Supplied text >>

──────────────────────────────

Fractional Executive Job Board Scraper — Continuation Prompt
Paste this entire file into a new Claude Code session to build the job board scraper pipeline. All context from prior research and planning is embedded below. No prior plans or memory files are needed.
What to Build
Build an automated system that scrapes fractional executive job boards daily, scores listings against my profile, and generates a daily markdown report of which jobs to apply to.
My profile (Dmitri Zasage, CEO of Solanasis LLC):
- Fractional CIO, CSIO, COO for SMBs and nonprofits
- Core services: Security Assessments, Disaster Recovery Verification, Data Migrations, CRM Setup, Systems Integration, Responsible AI Implementation
- Based in Colorado (remote-friendly)
- One-person operation with 1099 contractors
Output location: solanasis-docs/daily-outreach/YYYY-MM-DD-jobs.md
Script location: solanasis-scripts/job-board-scraper/
Architecture
scrape_and_score.py (main entry point)

──────────────────────────────

Exercise >> From the job board scraper prompt, copy exactly the part that begins with the words containing "What to Build" and ends with "in Colorado (remote-friendly)".

Supplied material >>
──────────────────────────────

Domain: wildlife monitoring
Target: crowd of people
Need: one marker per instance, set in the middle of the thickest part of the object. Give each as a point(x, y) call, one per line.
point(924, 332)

──────────────────────────────

Written answer >>
What to Build
Build an automated system that scrapes fractional executive job boards daily, scores listings against my profile, and generates a daily markdown report of which jobs to apply to.
My profile (Dmitri Zasage, CEO of Solanasis LLC):
- Fractional CIO, CSIO, COO for SMBs and nonprofits
- Core services: Security Assessments, Disaster Recovery Verification, Data Migrations, CRM Setup, Systems Integration, Responsible AI Implementation
- Based in Colorado (remote-friendly)